-- start of Extract --
The story on one Torontonian photographer Tom Ryaboi and how his one image made him a huge success, inspired me because it showed how it takes one simple image to get you noticed. Sure I have been climbing up to the tops of roofs around Ulsan for years and I am not famous, but it just takes the right shot, at the right moment to get the right exposure.
So with that in mind, I got to the top of the CGV Building in the Old Downtown of Ulsan and got some cool shots of the city. I was also thinking about collecting a list of roof tops in Korea to shoot from as this is one of the more popular questions that I get. So if you have a place that you can get to the roof of, in Korea, please drop it in the comment section below with any details on how to get up there. I can then put together a list for people looking to get some “rooftopping” done
I will start the list with Ulsan:
CGV Building
Location: Shinae/Seungnam Dong
Details: The CGV building over looks the Taehwa River and sits next to the Exordium and Lotte Castle Towers. There is a park on the roof that is barely in use and at night is abandoned. To get to the top take the elevator to the 14th floor and hit the hit the stairs, there is also an external stair case if you feel like getting some exercise. You can take the elevator down from the 15ht floor when you return.
Family Tower
Location: Shinae/Seungnam Dong, Right next door to the CGV building.
Details: This is located right next to the CGV area and offers a better view of the Taehwa River Park and area. The top floor is vacant, so you can take the elevator right to the top and then the stairs to the roof.
-- end of Extract --
-- start of Information shown --
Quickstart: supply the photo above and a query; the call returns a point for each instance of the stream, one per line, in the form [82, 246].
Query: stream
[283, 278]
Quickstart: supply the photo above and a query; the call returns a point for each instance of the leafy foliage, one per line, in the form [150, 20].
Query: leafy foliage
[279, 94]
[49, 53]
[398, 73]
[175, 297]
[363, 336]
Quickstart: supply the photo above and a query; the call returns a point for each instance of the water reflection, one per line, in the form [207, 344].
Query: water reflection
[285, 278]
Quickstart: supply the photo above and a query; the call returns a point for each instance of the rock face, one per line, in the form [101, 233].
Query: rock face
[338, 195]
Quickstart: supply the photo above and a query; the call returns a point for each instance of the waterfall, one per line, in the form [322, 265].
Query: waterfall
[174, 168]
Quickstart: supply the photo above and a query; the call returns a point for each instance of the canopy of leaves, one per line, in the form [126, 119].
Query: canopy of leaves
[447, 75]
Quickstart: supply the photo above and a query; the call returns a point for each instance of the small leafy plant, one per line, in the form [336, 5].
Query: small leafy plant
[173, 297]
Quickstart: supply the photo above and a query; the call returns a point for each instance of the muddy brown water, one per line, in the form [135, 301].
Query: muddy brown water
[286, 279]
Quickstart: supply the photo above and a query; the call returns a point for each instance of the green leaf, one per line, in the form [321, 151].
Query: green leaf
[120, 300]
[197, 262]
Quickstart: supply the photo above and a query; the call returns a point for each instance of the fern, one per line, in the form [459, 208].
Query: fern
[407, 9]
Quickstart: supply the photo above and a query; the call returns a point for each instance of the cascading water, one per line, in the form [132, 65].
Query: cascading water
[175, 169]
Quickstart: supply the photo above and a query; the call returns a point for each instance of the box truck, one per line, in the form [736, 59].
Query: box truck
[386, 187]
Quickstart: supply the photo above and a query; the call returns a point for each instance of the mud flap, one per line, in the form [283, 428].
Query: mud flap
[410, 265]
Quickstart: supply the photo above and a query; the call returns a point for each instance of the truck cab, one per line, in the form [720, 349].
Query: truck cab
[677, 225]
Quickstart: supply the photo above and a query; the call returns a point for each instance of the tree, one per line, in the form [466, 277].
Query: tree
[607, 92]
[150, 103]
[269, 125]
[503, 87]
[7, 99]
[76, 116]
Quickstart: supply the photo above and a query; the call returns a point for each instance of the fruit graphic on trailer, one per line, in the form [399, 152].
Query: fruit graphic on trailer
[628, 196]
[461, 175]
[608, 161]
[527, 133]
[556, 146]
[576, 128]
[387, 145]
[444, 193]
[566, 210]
-- end of Information shown --
Short problem A: Duplicate the stretch of the rooftop post from "The story on" through "the right exposure.".
Short problem B: Gather every line of the records that contains the word "foliage", and copy each one.

Full output A:
The story on one Torontonian photographer Tom Ryaboi and how his one image made him a huge success, inspired me because it showed how it takes one simple image to get you noticed. Sure I have been climbing up to the tops of roofs around Ulsan for years and I am not famous, but it just takes the right shot, at the right moment to get the right exposure.

Full output B:
Quickstart: supply the photo above and a query; the call returns a point for each instance of the leafy foliage, one per line, in the form [150, 20].
Query: leafy foliage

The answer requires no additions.